## DATA SHOWN
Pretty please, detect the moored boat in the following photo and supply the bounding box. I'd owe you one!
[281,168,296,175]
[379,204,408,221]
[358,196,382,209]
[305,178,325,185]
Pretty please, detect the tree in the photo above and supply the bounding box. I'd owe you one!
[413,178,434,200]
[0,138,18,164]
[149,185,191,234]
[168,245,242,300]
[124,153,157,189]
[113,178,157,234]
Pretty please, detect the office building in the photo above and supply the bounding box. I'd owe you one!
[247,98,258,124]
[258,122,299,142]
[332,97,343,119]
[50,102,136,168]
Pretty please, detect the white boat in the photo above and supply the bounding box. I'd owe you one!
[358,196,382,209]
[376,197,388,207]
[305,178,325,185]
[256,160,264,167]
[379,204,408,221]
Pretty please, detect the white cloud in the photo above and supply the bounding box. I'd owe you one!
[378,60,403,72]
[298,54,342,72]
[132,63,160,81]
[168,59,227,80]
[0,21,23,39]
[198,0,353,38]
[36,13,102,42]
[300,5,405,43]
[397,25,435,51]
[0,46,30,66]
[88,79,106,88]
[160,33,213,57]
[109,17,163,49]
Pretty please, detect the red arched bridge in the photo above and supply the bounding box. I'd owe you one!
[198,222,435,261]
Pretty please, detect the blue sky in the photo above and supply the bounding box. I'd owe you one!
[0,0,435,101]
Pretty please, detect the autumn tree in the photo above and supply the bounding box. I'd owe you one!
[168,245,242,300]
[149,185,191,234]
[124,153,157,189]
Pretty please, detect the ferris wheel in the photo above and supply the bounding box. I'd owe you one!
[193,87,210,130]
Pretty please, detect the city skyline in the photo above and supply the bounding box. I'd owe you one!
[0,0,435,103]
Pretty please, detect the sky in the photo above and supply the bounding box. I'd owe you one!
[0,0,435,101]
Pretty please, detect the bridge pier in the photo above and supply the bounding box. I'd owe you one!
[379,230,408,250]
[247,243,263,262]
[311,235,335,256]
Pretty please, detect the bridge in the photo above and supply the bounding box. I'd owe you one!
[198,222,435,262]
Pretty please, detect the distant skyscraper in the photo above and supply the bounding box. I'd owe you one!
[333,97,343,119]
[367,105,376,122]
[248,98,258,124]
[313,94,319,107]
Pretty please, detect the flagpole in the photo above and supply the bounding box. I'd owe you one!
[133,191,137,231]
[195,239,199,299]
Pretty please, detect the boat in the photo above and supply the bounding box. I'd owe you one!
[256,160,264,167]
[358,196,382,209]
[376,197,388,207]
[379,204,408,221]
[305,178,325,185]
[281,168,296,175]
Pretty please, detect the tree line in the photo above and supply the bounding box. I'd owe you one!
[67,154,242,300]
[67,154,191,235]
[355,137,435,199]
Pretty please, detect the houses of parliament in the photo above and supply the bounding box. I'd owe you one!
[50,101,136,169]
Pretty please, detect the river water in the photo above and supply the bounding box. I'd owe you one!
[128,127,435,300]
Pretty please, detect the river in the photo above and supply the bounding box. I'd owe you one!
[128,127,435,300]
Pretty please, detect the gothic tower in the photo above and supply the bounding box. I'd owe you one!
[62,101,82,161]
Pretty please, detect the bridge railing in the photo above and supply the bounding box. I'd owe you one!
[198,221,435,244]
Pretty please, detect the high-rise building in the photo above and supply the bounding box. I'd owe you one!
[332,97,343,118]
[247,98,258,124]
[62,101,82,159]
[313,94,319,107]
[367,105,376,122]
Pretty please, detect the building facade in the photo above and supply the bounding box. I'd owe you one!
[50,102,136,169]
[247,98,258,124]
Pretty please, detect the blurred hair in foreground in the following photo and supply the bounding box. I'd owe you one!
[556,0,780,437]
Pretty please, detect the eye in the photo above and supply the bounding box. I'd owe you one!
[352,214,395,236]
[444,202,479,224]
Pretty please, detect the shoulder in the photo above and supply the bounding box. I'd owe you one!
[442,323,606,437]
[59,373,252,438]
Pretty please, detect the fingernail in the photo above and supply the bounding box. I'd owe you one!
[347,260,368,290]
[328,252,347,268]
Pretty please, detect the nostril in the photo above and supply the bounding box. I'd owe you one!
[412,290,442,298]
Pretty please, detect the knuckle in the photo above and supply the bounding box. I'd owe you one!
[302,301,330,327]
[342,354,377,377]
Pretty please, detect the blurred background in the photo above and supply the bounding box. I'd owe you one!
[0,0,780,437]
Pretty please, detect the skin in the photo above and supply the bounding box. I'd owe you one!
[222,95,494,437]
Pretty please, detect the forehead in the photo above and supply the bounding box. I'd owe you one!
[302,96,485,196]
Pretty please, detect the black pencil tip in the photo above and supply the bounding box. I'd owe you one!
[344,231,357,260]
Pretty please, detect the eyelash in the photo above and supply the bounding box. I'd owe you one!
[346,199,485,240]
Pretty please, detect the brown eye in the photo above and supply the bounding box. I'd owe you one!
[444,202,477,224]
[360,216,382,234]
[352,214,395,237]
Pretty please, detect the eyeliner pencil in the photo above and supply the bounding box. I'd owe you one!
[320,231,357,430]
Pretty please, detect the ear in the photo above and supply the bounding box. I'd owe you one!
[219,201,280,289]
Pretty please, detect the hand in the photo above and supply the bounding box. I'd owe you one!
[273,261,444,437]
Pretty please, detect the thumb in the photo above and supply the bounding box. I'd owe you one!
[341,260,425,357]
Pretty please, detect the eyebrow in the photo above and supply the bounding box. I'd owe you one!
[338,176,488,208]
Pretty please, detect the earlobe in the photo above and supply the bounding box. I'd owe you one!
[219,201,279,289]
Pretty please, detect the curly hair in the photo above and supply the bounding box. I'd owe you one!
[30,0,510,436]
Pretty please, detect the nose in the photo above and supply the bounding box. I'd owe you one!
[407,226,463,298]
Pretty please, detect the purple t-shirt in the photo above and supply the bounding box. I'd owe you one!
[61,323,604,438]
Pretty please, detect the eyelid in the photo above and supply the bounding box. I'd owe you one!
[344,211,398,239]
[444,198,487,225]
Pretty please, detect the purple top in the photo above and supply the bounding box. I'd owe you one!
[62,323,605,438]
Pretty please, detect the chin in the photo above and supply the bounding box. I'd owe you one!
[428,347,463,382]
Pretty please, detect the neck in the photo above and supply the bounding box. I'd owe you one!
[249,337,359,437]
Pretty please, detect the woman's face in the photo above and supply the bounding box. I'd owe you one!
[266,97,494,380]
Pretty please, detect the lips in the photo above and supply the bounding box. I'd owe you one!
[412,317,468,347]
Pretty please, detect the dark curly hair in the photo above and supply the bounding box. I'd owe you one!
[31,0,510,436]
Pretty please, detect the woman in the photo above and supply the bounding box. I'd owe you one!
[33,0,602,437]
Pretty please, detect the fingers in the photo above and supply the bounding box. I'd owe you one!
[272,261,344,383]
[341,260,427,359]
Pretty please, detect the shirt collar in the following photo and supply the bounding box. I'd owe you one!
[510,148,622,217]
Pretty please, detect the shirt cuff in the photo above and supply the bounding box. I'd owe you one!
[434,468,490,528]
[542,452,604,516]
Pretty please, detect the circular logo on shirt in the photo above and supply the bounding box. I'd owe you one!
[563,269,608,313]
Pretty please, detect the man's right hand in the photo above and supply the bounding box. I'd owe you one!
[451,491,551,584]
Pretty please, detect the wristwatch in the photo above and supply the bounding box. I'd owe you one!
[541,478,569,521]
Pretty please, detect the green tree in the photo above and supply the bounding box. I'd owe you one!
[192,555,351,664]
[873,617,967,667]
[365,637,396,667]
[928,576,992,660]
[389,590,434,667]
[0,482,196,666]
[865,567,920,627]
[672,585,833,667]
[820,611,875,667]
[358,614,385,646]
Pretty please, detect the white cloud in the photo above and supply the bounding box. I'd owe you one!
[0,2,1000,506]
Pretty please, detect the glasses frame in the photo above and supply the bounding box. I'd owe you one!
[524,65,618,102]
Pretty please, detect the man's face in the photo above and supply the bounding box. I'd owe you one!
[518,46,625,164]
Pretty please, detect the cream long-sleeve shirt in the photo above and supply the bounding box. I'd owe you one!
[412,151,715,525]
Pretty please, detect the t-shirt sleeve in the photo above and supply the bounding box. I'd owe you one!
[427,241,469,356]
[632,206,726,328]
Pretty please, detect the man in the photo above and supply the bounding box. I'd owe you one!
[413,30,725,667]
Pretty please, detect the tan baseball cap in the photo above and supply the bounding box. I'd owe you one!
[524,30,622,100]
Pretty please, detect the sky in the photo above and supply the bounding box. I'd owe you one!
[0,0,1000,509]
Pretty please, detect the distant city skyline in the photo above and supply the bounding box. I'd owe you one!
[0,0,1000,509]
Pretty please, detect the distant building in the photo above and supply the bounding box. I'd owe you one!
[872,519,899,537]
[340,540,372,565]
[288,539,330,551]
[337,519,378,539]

## WORK TO COMPLETE
Reproduce the data from the line containing "Pretty please, detect the gothic" through the line containing "[198,221,435,244]", keeping the request lines unchanged but increasing every bounding-box coordinate by 27.

## TASK RESPONSE
Pretty please, detect the gothic tower in the photo above and supply the bounding box. I'd owe you one!
[89,128,109,188]
Pretty please, detect the bridge railing in the photo above and supply the bounding box. I'd owe you one!
[225,248,462,271]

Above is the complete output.